• RECORDS FOR THIS TASK
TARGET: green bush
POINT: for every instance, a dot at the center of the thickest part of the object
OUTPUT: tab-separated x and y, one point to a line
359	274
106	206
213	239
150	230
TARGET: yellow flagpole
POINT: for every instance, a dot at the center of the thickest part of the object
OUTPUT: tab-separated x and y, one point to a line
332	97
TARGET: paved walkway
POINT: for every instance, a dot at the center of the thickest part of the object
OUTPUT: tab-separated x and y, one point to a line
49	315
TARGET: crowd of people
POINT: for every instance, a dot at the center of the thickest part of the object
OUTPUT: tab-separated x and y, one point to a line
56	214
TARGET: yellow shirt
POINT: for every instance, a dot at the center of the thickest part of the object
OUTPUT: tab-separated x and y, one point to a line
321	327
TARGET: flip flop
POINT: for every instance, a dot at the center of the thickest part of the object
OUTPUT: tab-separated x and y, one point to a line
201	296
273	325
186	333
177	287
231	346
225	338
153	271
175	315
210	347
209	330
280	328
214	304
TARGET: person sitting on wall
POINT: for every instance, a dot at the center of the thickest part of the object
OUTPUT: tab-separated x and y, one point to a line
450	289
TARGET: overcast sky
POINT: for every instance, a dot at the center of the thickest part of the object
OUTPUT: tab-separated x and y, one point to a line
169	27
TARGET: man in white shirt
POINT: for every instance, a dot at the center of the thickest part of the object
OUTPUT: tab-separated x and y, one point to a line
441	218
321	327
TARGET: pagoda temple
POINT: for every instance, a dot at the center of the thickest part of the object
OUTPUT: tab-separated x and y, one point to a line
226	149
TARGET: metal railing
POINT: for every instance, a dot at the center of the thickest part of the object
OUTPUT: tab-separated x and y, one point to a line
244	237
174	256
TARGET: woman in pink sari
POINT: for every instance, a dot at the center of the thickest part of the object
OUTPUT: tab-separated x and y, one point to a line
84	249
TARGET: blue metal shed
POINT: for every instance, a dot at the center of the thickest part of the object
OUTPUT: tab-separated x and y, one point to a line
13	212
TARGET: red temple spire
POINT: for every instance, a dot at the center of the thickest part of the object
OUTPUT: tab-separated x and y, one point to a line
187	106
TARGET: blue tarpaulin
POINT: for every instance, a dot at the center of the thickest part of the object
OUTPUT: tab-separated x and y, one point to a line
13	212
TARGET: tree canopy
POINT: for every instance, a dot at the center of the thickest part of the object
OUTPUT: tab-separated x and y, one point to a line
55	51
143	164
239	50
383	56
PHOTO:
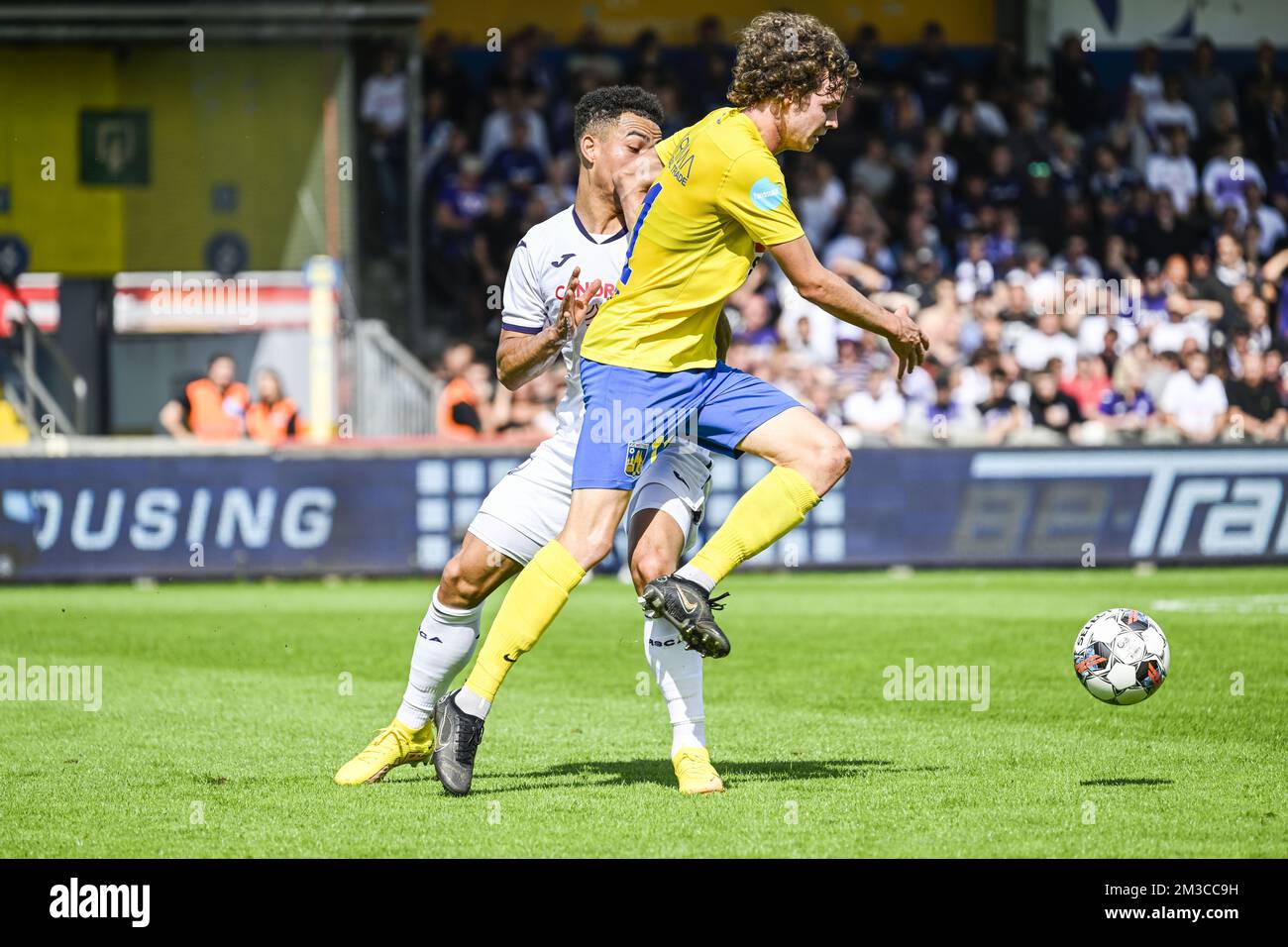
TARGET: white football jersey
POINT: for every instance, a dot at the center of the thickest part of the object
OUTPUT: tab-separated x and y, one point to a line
535	290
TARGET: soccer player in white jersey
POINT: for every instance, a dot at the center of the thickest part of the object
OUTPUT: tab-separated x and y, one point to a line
561	270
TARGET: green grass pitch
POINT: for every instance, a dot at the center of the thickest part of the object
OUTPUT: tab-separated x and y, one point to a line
224	715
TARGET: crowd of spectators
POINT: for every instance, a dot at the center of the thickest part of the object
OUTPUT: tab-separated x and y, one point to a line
1091	264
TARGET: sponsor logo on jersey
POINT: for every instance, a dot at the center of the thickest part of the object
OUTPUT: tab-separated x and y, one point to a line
682	162
605	290
767	195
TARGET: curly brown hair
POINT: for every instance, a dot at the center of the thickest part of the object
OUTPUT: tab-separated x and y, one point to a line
789	55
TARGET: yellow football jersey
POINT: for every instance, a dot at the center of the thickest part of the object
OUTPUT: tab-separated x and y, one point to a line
719	202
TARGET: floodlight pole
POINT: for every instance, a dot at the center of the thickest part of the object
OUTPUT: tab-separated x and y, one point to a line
415	283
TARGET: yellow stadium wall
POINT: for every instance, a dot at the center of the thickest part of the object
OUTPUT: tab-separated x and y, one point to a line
248	116
966	22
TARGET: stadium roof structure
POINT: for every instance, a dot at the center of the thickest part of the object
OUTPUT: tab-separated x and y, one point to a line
283	21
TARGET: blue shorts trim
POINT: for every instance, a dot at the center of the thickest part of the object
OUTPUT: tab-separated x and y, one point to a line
631	415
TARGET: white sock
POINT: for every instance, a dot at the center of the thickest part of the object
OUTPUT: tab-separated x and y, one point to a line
443	647
679	678
473	703
696	575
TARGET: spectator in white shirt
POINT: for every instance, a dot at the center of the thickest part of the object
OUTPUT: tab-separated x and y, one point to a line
1039	346
1146	80
1228	175
384	112
988	118
1194	402
1172	170
1171	110
879	408
1171	335
494	133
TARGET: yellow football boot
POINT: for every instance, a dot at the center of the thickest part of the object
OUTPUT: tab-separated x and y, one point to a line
393	746
696	774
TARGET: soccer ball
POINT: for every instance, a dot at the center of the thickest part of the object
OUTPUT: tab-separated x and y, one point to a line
1121	656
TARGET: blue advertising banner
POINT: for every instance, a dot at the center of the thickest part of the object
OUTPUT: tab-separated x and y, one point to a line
194	517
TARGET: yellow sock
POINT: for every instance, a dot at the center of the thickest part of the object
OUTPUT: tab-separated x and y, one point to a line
527	611
765	513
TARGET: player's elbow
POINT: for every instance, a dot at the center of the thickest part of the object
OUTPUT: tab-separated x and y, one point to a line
812	286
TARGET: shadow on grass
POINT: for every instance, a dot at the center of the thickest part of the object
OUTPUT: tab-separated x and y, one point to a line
660	774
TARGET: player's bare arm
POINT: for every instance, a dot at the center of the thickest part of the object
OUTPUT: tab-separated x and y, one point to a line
832	294
522	357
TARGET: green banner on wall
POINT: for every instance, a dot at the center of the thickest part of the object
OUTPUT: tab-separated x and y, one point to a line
115	147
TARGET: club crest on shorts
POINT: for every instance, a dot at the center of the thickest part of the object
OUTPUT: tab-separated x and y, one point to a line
636	453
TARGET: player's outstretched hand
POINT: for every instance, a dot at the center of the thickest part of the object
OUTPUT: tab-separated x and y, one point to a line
909	342
575	305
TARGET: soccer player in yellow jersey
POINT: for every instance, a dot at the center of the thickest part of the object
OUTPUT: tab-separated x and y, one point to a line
715	200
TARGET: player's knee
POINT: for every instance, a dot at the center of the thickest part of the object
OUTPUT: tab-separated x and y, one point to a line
458	587
589	551
829	459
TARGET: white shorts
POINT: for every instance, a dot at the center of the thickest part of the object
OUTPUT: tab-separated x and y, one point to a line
529	505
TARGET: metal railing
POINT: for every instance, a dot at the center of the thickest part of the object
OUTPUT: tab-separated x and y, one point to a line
34	402
384	386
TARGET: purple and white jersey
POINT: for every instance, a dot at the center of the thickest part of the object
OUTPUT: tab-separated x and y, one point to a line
535	290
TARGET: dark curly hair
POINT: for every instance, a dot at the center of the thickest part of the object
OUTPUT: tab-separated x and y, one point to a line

• PROBLEM
Turn all the rows above into a numbered list, skipping any blank lines. Leave the pictures out of your answer.

• THE OUTPUT
1. TARGET: green bush
2. POINT: for every instance, a dot at the center of the thickest part of the object
3. OUTPUT: tab-separated x and y, one point to a line
4. 359	274
5. 106	206
6. 213	239
7. 150	230
8. TARGET: yellow flagpole
9. POINT: for every instance, a dot at the center of the thickest part of the object
10. OUTPUT: tab-separated x and y, one point to a line
11. 332	97
12. TARGET: paved walkway
13. POINT: for every instance, a dot at the center of the thickest part of the object
14. OUTPUT: tab-separated x and y, one point to a line
15. 49	315
16. TARGET: crowd of people
17. POINT: for every instance, a dot at the center of the thickest part of the object
18. OUTPUT: tab-separated x and y, one point to a line
19. 56	214
20. TARGET: yellow shirt
21. POINT: for every instance, a dot at the center of the thickest part of the object
22. OUTPUT: tab-separated x and y, one point to a line
23. 321	327
24. TARGET: flip flop
25. POINT: for every instance, a dot at the center of the thickest part of the object
26. OUTPUT: tab-separated x and y, one point to a line
27. 201	296
28. 273	325
29. 186	333
30. 177	287
31. 231	346
32. 225	338
33. 153	271
34. 175	315
35. 210	347
36. 209	330
37. 280	328
38. 214	304
39. TARGET: person sitting on wall
40. POINT: for every instance, a dot at the center of the thickest part of the object
41. OUTPUT: tab-separated x and y, one point to a line
42. 450	289
43. TARGET: overcast sky
44. POINT: for every instance, a dot at the center of the thickest part of the object
45. OUTPUT: tab-separated x and y, one point to a line
46. 169	27
47. TARGET: man in white shirt
48. POINT: for every instance, a dot at the center of the thickest part of the object
49. OUTPUT: tab-separated x and y, one point to a line
50. 441	218
51. 321	327
52. TARGET: pagoda temple
53. POINT: for every instance, a dot at the center of the thickest part of the object
54. OUTPUT: tab-separated x and y, one point to a line
55. 226	149
56. TARGET: metal railing
57. POINT: for every instance, a dot at the center of the thickest part of the object
58. OUTPUT: tab-separated x and y, one point to a line
59. 244	237
60. 174	256
61. TARGET: woman in pink sari
62. POINT: for every instance, a dot at the center of the thickest part of the object
63. OUTPUT: tab-separated x and y, one point to a line
64. 84	249
65. TARGET: blue metal shed
66. POINT: for every instance, a dot at the center of the thickest part of the object
67. OUTPUT: tab-separated x and y, one point to a line
68. 13	212
69. TARGET: red temple spire
70. POINT: for every instance, a dot at the center of the thickest part of the object
71. OUTPUT: tab-separated x and y, one point to a line
72. 187	106
73. TARGET: blue tarpaulin
74. POINT: for every instance, a dot at the center of the thickest part of the object
75. OUTPUT: tab-separated x and y, one point to a line
76. 13	212
77. TARGET: tree canopy
78. POINT: for every instance, a dot at the center of the thickest part of the object
79. OUTPUT: tab-separated x and y, one point to a line
80. 55	51
81. 143	164
82. 239	50
83. 383	56
84. PHOTO:
85. TARGET: white football jersey
86. POINT: for every instance, a dot at the center of the thickest part of the object
87. OUTPUT: tab-separated x and y, one point to a line
88. 535	290
89. TARGET: soccer player in white jersey
90. POINT: for every instance, a dot at the center of the thickest part of the object
91. OUTPUT: tab-separated x and y, one point to a line
92. 561	270
93. TARGET: green grass pitch
94. POINT: for every instance, a dot at the center of the thickest part of the object
95. OUTPUT: tab-separated x and y, one point to a line
96. 224	715
97. TARGET: crowd of spectators
98. POINT: for every instance, a dot at the center of the thickest part of the object
99. OUTPUT: tab-separated x and y, one point to a line
100. 1091	264
101. TARGET: sponsor logo on jersey
102. POINT: for every instance, a dot at the center of the thickest part of the object
103. OUTPUT: tab-separated x and y, one point to a line
104. 682	162
105. 605	290
106. 767	195
107. TARGET: curly brown hair
108. POINT: for every instance, a dot at the center of the thickest part of the object
109. OUTPUT: tab-separated x and y, one point to a line
110. 789	55
111. TARGET: yellow football jersey
112. POINT: for every instance, a dot at the center of the thickest part of the object
113. OUTPUT: tab-separated x and y, one point to a line
114. 719	202
115. TARGET: floodlight pole
116. POINT: for every instance, a dot at the center of the thickest part of the object
117. OUTPUT: tab-separated x and y, one point to a line
118. 415	283
119. TARGET: yellow stadium wall
120. POINT: for every instance, a dot at the center of the thickest part of the object
121. OUTPUT: tab-separated x and y, one point to a line
122. 248	116
123. 966	22
124. TARGET: stadium roof structure
125. POINT: for every instance, a dot at the center of the thickest part of the object
126. OUTPUT: tab-separated x and y, one point to a line
127. 283	21
128. TARGET: blue shorts trim
129. POINT: for every instance, a dot at the center of the thickest part of the object
130. OUTPUT: tab-separated x and y, one point to a line
131. 631	415
132. TARGET: white sock
133. POINT: for every instance, a dot at the center of the thickest part of the object
134. OUTPUT: tab-separated x and y, one point to a line
135. 443	647
136. 679	678
137. 473	703
138. 696	575
139. TARGET: spectator in white shirt
140. POINT: for every instance, a dot at the center of the thickest part of the object
141. OUTPUT: tab-separated x and y, one point to a line
142. 1039	346
143. 1146	80
144. 1228	175
145. 384	112
146. 988	118
147. 1194	402
148. 1172	170
149. 1171	110
150. 879	408
151. 1171	335
152. 494	133
153. TARGET: yellow football boot
154. POINT: for every instance, a dot at the center of the thickest part of the object
155. OUTPUT: tab-separated x and y, one point to a line
156. 393	746
157. 696	774
158. TARGET: soccer ball
159. POINT: for every instance, a dot at the center of the thickest part of the object
160. OUTPUT: tab-separated x and y, one point to a line
161. 1121	656
162. TARGET: blue advertising banner
163. POINT: for every instance, a dot at the center of the thickest part of the object
164. OUTPUT: tab-separated x and y, one point to a line
165. 194	517
166. TARGET: yellow sock
167. POINT: for every instance, a dot at the center of the thickest part of the object
168. OUTPUT: tab-separated x and y, one point to a line
169. 527	611
170. 765	513
171. TARGET: player's elbow
172. POINT: for every instance, a dot at the center of the thickest part of the object
173. OUTPUT: tab-separated x and y, one point to a line
174. 812	286
175. TARGET: shadow on grass
176. POINT: for every instance, a dot at the center of the thickest part of the object
177. OUTPUT: tab-separated x and y, one point to a line
178. 660	774
179. TARGET: player's bare arm
180. POINT: for every instance, a dot at the center of the thickest part of the object
181. OUTPUT: tab-separated x and y, one point to a line
182. 832	294
183. 522	357
184. TARGET: green banner on wall
185. POINT: for every instance, a dot at the center of the thickest part of the object
186. OUTPUT: tab-separated x and y, one point to a line
187. 115	147
188. TARGET: club crest on shorts
189. POINT: for every instance, a dot at the center of the thickest part of the object
190. OUTPUT: tab-separated x and y, one point to a line
191. 636	453
192. TARGET: player's outstretched hand
193. POINT: for every instance, a dot at the center of the thickest part of the object
194. OUTPUT: tab-separated x and y, one point to a line
195. 909	342
196. 575	305
197. TARGET: soccer player in yellow jersey
198. POINT: for every instance, a dot at the center of the thickest part of the object
199. OUTPUT: tab-separated x and y, one point to a line
200. 715	200
201. TARGET: player's knee
202. POINT: for every instance, a dot at the center of the thickest part of the object
203. OUTPUT: tab-separated x and y, one point to a line
204. 458	587
205. 589	551
206. 829	459
207. TARGET: white shorts
208. POINT: for every instance, a dot at the center of the thickest part of the object
209. OUTPUT: tab-separated x and y, one point to a line
210. 529	505
211. TARGET: metal railing
212. POINT: for every instance, a dot at the center of the thickest part of the object
213. OUTPUT: tab-separated x and y, one point to a line
214. 34	402
215. 384	386
216. TARGET: purple and white jersey
217. POINT: for every instance, a dot at the center of the thickest part of the object
218. OUTPUT: tab-separated x and y, one point to a line
219. 535	290
220. TARGET: dark curly hair
221. POINT: for every instance, a dot at the center of the thickest part of the object
222. OUTPUT: tab-separated x and y, one point to a line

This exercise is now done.